> _ACTIONS TO TAKE_
A. Answer these questions from the account of a Michigan probate case:
(i) Which statute explains how property is divided when there is no will?
(ii) How many ways of establishing paternity for children born out of wedlock does MCLA §700.2114(1)(b) provide?
(iii) Under the proposed consent judgment, what role would the two clients share in the estate?
B. Translate this sentence from the account of a Michigan probate case into Spanish: "My client authorized me to propose this to opposing counsel."
C. Reproduce the part of the account of a Michigan probate case that begins at the words "Sure, it was" and stops after the words "of my clients.".

> _EXCERPTED PASSAGE_
+-------+

MCLA §700.2103 is a Michigan statute that explains the intestate succession rule applicable to this case, or how property would be divided, where there is no will. In essence, it said that any part of the intestate estate not going to the surviving spouse, would go first to decedent’s “descendants”, and if there were none, then to decedent’s parents. John was not married at the time of his death, and the question was whether I could qualify my biologically unrelated client, to the decedent.
MCLA §700.2114(1)(b) is another statute, and it provides for six different ways Michigan law helps to establish paternity for children, like my client Jimmy, who were born out of wedlock. The only one of the six that applied was MCLA §700.2114(1)(b)(iii), which establishes paternity where “the man and child have established a mutually acknowledged relationship of parent and child that begins before the child becomes age 18, and continues until terminated by the death of either.” THAT WAS JOHN! THAT WAS JIMMY! THAT WAS THIS CASE!
Still, I needed to worry about the previous order, adjudicating my client the son of another father. Not only did this prior order seemingly devastate my client’s case on the merits, there was that pesky “res judicata” thing to think about. Courts are prohibited by the doctrine of res judicata, from re-deciding a question that had already been decided by that court, or by another, involving the same parties and same claims.
The Difference Between an “Attorney” & “Counselor”
Going into court, we had one family torn apart by the death of a man, who was just as good a brother, son, and soulmate, as he was a father to my client. Jimmy was torn about the effect the increasingly heated litigation was having on family relationships which had previously been quite close, despite the lack of a blood/DNA relationship.
Our clients look to us as attorneys, for advice as to how to best shepherd their cases through the court system. However, they also look to us, as counselors, for guidance as to whether we should rely on the court system, in the first place. Opposing counsel was doing what he thought was his job, but he saw this case only as a “zero sum game”, to be won or lost; he was not thinking about the negative effect of the probate litigation on the grief-stricken family. While trying to win his case, he did not see how both sides could win. As well, he was not familiar with either the probate litigation, or with the eventual wrongful death litigation that would have to be filed; it had been years since he had done any negotiating whatsoever with an insurance company. These were all well within my wheelhouse.
Conscious of my client’s concerns about how this was affecting the family, I discussed some options with him, one of which was to approach opposing counsel, and to propose that we could enter a consent judgment, by which his client and mine would be co-equal Estate PR’s (or co-Personal Representatives), and by which my client would be acknowledged as decedent’s son. My client authorized me to propose this to opposing counsel.
I explained to counsel that either side (i.e., he) could lose this battle, and that the ongoing battle was hurting the family. Maybe, it might be better for everyone to satisfy themselves with “half of a loaf”, and that moreover, keeping me in this matter meant we would have counsel experienced in injury and death cases, and probate matters. Additionally, I told him I would do all the work, and all he had to do was to be ready for any communications I might have to have with his client. That way, I maintained control over the matter, and all sides’ interests were protected.
Sure, it was good to earn a fee, and to pay a referral fee to brother counsel. However, even better was that I was able to get a result that benefitted the family, both monetarily, and in terms of their relationships with one another.
Three things got this result for my client and his family:
- Creative thinking;
- Aggressive lawyering; and
- Shameless, relentless advocacy on behalf of my clients.

+-------+

Stored data entries:
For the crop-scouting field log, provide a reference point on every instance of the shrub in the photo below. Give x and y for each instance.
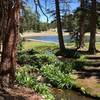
(69, 53)
(24, 77)
(56, 77)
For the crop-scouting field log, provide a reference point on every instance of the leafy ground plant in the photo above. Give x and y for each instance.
(25, 78)
(56, 77)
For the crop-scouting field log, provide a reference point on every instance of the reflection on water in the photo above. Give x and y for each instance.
(55, 38)
(68, 95)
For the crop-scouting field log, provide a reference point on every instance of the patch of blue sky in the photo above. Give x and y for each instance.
(73, 5)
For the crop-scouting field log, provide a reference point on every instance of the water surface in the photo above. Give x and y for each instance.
(53, 38)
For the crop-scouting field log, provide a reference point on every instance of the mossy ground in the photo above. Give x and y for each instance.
(87, 81)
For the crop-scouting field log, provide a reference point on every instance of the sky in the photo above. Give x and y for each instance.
(73, 5)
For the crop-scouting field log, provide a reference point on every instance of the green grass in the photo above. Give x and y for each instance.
(39, 45)
(51, 46)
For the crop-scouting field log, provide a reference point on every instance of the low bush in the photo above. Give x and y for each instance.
(25, 78)
(56, 77)
(69, 53)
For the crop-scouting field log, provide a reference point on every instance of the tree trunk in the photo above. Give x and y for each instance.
(59, 27)
(8, 60)
(92, 47)
(81, 29)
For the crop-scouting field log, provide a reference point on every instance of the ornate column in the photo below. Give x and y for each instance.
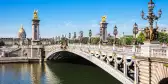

+-------+

> _RESPONSES IN ORDER_
A.
(i) MCLA §700.2103
(ii) Six
(iii) They would be co-equal Estate PR's (co-Personal Representatives).

B. Mi cliente me autorizó a proponerle esto al abogado de la parte contraria.

C.
Sure, it was good to earn a fee, and to pay a referral fee to brother counsel. However, even better was that I was able to get a result that benefitted the family, both monetarily, and in terms of their relationships with one another.
Three things got this result for my client and his family:
- Creative thinking;
- Aggressive lawyering; and
- Shameless, relentless advocacy on behalf of my clients.